# [TASK GOAL]
Please resume the piece on personal change and chasing symptoms instead of problems, picking up right after its last sentence.

I received this question the other day:

“Ok I suck at getting to the hard/painful bits, is there a short cut? Cuz lord knows I don’t want to do it the long way….”

 

So much of personal change is dependent on one thing. That thing is finding what needs to change. Once you identify what that is then making a powerful targeted change is much more likely to generate a result that is tangible and lasting.

Most people just miss the target because they focus on where the pain is. They feel bad and it is that bad feeling that they want to go away. The problem is that the bad feeling is more than likely just a symptom of the problem and not the problem itself. You can spend a lifetime chasing symptoms. Depression is often a symptom of feeling helpless. Social anxiety is often a symptom of feeling fragile and inferior. Smoking is often a symptom of stress. Over eating is often a symptom of loss, of emptiness, or of being unfulfilled.

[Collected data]
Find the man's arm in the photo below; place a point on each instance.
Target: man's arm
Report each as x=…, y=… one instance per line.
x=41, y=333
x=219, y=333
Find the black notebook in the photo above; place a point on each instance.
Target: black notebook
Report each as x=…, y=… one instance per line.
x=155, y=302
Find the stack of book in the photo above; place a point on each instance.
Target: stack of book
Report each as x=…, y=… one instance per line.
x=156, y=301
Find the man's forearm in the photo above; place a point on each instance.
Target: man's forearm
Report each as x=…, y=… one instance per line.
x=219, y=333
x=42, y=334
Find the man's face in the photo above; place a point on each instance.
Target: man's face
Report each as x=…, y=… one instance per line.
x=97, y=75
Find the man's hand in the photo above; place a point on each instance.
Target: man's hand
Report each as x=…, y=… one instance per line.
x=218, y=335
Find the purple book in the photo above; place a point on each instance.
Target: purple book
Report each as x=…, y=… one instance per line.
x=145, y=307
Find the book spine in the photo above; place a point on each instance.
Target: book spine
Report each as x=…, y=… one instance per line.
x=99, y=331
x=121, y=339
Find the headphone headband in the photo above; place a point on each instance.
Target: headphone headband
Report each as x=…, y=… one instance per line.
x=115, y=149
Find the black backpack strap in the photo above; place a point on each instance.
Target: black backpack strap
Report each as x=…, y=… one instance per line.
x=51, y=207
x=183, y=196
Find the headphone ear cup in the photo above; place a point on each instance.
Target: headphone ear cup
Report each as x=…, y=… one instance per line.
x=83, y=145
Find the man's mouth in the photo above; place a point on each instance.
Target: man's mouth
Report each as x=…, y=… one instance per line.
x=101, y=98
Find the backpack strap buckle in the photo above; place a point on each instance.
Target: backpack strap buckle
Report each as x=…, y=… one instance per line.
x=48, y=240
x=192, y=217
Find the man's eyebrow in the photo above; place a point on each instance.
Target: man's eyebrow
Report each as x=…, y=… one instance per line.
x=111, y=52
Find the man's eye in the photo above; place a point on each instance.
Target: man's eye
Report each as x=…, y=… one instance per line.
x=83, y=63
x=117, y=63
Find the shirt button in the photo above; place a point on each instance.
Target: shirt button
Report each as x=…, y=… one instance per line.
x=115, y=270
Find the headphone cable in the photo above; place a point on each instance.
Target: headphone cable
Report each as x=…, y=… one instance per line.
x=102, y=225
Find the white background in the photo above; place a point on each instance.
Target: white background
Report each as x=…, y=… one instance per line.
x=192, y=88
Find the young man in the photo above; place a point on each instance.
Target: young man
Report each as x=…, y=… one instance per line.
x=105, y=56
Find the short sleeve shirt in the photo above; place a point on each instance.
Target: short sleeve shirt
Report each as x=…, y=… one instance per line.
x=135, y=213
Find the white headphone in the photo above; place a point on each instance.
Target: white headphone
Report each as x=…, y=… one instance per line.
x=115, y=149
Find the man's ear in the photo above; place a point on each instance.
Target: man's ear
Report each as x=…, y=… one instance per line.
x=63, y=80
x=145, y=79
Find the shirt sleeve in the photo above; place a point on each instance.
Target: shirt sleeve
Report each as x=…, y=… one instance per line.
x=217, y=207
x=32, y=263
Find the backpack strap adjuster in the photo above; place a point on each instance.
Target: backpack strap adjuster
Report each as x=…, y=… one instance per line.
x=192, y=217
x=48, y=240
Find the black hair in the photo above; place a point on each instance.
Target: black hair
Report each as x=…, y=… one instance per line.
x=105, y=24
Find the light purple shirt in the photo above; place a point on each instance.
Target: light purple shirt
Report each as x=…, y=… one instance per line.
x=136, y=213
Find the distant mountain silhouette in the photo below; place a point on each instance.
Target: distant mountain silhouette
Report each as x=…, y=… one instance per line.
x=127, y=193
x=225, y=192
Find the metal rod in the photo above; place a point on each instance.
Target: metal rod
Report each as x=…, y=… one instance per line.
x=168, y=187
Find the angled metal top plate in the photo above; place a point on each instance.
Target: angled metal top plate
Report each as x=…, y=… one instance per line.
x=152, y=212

# [RESPONSE AREA]
This is why Most methods of stopping smoking that make smoking feel bad or to taste bad are useless and most often time fail in the long run. Since they do not deal with what drives the problem people either start smoking again OR they cross addict to something else like eating. Then you have to chase the eating problem and then they might cross addict to drinking. Even if they cross addict to working out, if it is an addiction it is unhealthy because there is no choice or control.

Now how do we get to those elusive real problem areas quickly?

We have several questions that help and several processes that pinpoint exactly where to target your efforts. Small targeted changes are much more effective in the long term.

1. What does doing what you want to change allow you to avoid feeling?

Many times our habits and behaviors are just ways of us avoiding a feeling or dealing with a problem. All problems have an emotional component. That emotion fuels the problem and without it the problem weakens. So many of us are lulled into believing that we should always feel good. The result is that we think if we can avoid feeling bad that our lives will improve. This is the basis of SO MANY self-help seminars and it is completely backwards. It creates fragile people who collapse at the slightest bad feeling. They think they can find the answer in whatever method numbs out the bad feeling.

The answer is to be able to deal with feeling bad without falling apart.

2. What is your projected outcome of what you want to achieve?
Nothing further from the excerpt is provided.